_Texte fourni_
###

Les Egyptiens votaient samedi sur un projet de Constitution défendu
par les islamistes au pouvoir et rejeté par l’opposition, qui a accusé
les Frères musulmans de chercher à "truquer" le résultat.
Le projet de loi fondamentale est au coeur de la grave crise que
traverse l’Egypte depuis plus de trois semaines et qui a provoqué des
violences parfois meurtrières, sur fond de contestation du président
islamiste Mohamed Morsi.
Dans l’après-midi, le vote se poursuivait dans le calme dans les 10
gouvernorats sur 27 appelés aux urnes, dont Le Caire et Alexandrie,
deuxième ville du pays. Le reste de l’Egypte doit voter le 22 décembre.
Quelque 120.000 soldats ont été appelés en renfort pour aider les
130.000 policiers à assurer la sécurité, et M. Morsi a donné à l’armée
le droit d’arrêter des civils jusqu’à l’annonce des résultats
définitifs, à une date qui n’a pas encore été précisée.
Le Front du salut national (FSN), une coalition des principaux
mouvements d’opposition, a dit avoir constaté de nombreuses "violations"
des règles électorales de la part des islamistes partisans du chef de
l’Etat.
"L’étendue des infractions (...) indique une volonté claire de truquer
la volonté des électeurs de la part des Frères musulmans, dans le but de
faire passer la Constitution de la confrérie", a accusé le FSN dans un
communiqué, en exhortant à voter "non".
Pour le camp du "oui", l’adoption du texte doterait le pays d’un cadre
institutionnel stable après la transition tumultueuse qui a suivi la
chute de Hosni Moubarak en février 2011 après un soulèvement populaire
sans précédent.
L’opposition laïque, de gauche et libérale dénonce de son côté un texte
adopté en toute hâte par une commission dominée par les islamistes, qui
ouvre selon elle la voie à des interprétations rigoristes de l’islam et
offre peu de garanties pour certaines libertés.
Après des semaines de manifestations, des accrochages entre camps rivaux
ont fait vendredi 15 blessés à Alexandrie. Le 5 décembre, des
affrontements d’une rare violence s’étaient produits près du palais
présidentiel au Caire, faisant huit morts et des centaines de blessés.

###

_Lignes de données_
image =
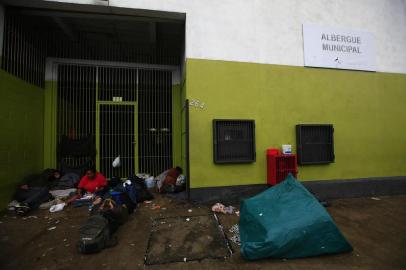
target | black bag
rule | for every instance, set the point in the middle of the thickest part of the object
(94, 235)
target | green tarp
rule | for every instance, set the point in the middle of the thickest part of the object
(287, 221)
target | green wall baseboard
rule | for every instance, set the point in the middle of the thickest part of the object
(22, 118)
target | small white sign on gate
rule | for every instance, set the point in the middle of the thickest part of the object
(338, 48)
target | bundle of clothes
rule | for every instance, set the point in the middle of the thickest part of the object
(110, 202)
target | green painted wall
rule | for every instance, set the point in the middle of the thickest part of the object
(21, 147)
(367, 110)
(176, 124)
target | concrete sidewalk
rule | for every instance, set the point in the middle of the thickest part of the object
(374, 226)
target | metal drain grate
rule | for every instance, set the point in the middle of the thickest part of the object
(183, 239)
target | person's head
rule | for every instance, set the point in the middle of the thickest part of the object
(56, 174)
(91, 173)
(179, 169)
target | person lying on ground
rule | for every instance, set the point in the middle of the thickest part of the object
(92, 183)
(34, 190)
(169, 183)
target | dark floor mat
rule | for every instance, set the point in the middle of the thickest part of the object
(180, 239)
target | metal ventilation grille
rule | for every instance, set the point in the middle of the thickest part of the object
(24, 52)
(76, 107)
(155, 121)
(117, 138)
(315, 144)
(234, 141)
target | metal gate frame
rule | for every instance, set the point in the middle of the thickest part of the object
(98, 104)
(51, 75)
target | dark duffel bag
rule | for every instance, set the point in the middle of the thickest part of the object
(94, 235)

###

_Travail à faire_
1) Quelles dates comportant un mois figurent dans l'article sur le référendum égyptien ?
2) Pouvez-vous recopier le passage de l'article sur le référendum égyptien commençant par "Le projet de" et allant jusqu'à "islamiste Mohamed Morsi.", en échangeant "grave crise" contre "profonde crise" ?
Les enregistrements n'ont aucun rôle ici.

_Réponses par tâche_
1) 22 décembre, février 2011, 5 décembre

2)
Le projet de loi fondamentale est au coeur de la profonde crise que
traverse l’Egypte depuis plus de trois semaines et qui a provoqué des
violences parfois meurtrières, sur fond de contestation du président
islamiste Mohamed Morsi.